Exercise goal: Copy the lines of the entries below from the line containing "sand above? Mark it with a dot." through the end of the entries, swapping "striped shorts" for "striped swim trunks" and leaving everything else as it is. Give only those lines.

Available records:
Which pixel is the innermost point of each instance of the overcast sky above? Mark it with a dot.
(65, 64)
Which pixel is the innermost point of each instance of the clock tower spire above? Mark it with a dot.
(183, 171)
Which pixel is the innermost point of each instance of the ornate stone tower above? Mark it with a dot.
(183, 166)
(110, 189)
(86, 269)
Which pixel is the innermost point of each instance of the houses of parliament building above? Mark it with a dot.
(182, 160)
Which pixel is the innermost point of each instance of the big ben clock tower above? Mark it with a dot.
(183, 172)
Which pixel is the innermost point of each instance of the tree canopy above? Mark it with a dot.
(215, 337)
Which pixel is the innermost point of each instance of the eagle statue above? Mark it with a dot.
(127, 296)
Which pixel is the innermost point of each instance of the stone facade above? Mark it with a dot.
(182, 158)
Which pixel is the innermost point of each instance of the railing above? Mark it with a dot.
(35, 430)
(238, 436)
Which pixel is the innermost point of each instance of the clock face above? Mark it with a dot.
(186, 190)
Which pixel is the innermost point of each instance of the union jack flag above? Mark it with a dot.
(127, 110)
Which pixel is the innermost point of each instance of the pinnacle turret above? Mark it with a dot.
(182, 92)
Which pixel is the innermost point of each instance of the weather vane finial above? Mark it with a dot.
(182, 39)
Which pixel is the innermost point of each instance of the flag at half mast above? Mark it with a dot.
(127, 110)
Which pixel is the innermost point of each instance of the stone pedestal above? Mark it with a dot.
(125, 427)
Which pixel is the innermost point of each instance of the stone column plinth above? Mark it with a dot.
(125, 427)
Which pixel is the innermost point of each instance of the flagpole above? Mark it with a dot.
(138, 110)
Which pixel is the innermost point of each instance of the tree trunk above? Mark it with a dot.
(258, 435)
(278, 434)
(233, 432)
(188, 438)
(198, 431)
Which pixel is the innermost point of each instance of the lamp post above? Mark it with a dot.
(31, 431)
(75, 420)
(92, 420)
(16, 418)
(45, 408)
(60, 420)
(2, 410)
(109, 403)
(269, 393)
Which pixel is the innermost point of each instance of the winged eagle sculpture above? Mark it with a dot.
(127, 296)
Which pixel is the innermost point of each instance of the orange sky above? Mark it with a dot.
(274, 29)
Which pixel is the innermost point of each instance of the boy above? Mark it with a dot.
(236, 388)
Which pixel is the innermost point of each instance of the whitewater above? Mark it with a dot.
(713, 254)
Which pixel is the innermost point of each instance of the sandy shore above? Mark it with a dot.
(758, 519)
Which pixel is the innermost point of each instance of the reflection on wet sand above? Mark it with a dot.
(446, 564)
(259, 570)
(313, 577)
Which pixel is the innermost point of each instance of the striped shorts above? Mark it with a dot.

Exercise output:
Which pixel is the innermost point of each instance of the reflection on wet sand above? Mark it with a dot.
(446, 564)
(259, 570)
(313, 577)
Which pixel is the innermost point of each instance of the striped swim trunks above? Mark it with a dot.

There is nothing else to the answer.